* PROBLEM REQUIREMENTS *
Recast the items below as a numbered list covering only the lines from the one containing "For this evaluation, spot every instance of the sky" up to and including the last line of the items, and omit any blank lines.

>> begin DATA FOR THIS EXERCISE

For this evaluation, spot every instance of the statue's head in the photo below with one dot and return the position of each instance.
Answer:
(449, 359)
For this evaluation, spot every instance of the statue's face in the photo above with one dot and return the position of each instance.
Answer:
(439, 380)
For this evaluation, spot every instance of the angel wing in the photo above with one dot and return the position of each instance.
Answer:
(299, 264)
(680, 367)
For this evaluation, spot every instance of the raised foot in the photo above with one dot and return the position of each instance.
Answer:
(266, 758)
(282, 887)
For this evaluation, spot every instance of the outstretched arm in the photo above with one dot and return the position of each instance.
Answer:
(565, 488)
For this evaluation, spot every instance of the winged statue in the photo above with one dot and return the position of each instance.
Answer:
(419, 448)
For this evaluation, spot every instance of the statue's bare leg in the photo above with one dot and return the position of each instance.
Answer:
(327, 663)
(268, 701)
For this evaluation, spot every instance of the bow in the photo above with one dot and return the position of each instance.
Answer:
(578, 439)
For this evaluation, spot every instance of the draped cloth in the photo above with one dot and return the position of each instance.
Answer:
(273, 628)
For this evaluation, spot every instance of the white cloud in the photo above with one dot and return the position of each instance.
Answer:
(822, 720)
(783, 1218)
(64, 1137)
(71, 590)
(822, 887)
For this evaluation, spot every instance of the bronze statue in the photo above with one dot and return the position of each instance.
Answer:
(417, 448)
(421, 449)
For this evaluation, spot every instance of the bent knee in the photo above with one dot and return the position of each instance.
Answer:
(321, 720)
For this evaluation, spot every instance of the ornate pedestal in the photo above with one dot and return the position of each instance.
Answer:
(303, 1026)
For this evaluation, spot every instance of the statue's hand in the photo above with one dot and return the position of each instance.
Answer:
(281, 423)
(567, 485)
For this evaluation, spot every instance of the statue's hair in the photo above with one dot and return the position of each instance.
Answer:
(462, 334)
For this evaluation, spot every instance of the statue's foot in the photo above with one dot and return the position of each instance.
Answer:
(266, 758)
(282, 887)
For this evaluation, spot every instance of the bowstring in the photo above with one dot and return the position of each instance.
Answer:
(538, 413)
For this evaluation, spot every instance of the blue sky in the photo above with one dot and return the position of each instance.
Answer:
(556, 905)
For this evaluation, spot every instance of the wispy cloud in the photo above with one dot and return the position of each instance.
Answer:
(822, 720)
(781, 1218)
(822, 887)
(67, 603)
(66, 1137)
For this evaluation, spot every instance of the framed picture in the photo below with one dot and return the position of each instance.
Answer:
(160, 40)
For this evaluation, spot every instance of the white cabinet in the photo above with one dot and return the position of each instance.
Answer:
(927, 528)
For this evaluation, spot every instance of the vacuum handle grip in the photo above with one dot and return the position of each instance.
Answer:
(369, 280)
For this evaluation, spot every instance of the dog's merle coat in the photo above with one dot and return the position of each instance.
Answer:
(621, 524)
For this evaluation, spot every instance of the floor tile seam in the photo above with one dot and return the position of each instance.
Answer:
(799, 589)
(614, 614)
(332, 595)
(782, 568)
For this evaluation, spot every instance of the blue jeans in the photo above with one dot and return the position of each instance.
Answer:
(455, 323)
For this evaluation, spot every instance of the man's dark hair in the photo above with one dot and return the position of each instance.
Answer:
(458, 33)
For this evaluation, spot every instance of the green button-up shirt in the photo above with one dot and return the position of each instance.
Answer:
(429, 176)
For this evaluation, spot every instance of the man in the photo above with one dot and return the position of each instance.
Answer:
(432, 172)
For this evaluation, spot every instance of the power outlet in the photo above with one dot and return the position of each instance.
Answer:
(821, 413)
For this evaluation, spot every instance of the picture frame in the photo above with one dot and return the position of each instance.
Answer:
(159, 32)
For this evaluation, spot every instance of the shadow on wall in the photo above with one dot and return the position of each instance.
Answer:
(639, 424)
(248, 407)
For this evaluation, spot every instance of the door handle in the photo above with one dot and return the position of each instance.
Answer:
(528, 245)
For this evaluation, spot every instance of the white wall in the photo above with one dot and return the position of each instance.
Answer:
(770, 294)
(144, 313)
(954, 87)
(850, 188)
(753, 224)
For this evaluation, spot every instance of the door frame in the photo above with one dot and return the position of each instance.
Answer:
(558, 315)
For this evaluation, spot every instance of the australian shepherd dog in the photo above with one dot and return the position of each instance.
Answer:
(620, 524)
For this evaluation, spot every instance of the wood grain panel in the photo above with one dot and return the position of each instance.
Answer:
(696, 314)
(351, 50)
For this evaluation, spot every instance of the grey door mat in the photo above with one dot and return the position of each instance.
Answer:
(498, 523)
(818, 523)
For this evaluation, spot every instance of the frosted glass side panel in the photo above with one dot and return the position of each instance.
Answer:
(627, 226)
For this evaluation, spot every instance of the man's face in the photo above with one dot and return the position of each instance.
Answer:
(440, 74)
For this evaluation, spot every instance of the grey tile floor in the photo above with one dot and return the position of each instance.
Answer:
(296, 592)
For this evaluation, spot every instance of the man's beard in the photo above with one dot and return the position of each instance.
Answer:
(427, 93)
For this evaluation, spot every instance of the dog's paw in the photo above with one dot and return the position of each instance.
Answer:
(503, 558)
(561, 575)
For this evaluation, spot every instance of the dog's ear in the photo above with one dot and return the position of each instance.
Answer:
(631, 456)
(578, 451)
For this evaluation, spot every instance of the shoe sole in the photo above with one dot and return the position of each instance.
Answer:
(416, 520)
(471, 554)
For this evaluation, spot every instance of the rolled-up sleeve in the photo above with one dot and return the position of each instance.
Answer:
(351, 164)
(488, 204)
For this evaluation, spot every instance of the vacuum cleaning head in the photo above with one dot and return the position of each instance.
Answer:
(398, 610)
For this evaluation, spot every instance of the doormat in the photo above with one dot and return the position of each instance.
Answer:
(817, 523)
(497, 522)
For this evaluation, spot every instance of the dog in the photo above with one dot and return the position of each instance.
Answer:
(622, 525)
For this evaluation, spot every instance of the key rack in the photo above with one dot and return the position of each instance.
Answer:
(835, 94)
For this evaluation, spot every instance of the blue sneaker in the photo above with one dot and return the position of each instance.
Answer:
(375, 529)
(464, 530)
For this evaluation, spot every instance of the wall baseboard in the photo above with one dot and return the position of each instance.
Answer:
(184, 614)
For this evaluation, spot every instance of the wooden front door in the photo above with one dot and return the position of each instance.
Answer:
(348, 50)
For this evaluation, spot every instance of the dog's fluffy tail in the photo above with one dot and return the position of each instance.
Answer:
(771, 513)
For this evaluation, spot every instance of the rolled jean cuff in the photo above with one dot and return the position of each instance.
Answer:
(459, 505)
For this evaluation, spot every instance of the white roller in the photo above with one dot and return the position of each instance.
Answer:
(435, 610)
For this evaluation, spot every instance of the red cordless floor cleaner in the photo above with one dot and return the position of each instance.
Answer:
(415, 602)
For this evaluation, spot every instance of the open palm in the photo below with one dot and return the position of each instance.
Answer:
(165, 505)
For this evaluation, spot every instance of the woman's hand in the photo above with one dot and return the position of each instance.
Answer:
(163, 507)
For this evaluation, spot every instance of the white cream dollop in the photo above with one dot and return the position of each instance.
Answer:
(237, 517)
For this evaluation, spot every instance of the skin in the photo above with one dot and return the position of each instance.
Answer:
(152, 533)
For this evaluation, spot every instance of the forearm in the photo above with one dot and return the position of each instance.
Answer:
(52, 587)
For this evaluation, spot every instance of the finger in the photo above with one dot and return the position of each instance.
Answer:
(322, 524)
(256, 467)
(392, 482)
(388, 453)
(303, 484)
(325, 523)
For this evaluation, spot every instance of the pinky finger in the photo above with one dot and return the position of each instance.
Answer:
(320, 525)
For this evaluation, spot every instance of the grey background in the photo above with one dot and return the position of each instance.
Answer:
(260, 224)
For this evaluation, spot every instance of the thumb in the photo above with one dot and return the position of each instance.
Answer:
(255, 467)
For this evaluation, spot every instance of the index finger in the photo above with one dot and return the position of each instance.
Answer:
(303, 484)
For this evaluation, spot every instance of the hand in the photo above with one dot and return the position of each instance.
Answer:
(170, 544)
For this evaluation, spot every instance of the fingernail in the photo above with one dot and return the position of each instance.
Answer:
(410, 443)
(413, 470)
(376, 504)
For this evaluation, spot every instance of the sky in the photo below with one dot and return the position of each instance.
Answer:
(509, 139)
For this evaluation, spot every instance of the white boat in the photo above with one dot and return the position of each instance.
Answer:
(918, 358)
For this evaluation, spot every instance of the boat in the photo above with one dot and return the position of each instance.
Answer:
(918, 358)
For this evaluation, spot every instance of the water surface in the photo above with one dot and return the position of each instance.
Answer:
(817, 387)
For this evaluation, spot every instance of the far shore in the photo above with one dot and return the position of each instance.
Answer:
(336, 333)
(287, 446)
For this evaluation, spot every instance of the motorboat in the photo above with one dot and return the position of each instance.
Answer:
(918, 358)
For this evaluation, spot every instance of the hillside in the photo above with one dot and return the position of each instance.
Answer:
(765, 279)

>> end DATA FOR THIS EXERCISE

* RESULT *
1. For this evaluation, spot every instance of the sky in the photo below with one dot and return the position of each instance.
2. Answer:
3. (509, 139)
4. For this evaluation, spot every instance of the white boat in the photo above with one dot and return the position of each instance.
5. Answer:
6. (918, 358)
7. For this evaluation, spot every instance of the boat in the photo above with one dot and return the position of each instance.
8. Answer:
9. (918, 358)
10. For this evaluation, spot every instance of the water surface in the photo above with one dot and return the position of each instance.
11. Answer:
12. (817, 387)
13. For this evaluation, spot every instance of the far shore in the photo above with one dot and return the position of each instance.
14. Answer:
15. (336, 333)
16. (287, 446)
17. For this evaluation, spot every instance of the motorboat in the photo above with one dot and return the position of each instance.
18. Answer:
19. (918, 358)
20. For this evaluation, spot every instance of the hillside in the photo above with one dot and return the position of each instance.
21. Answer:
22. (765, 279)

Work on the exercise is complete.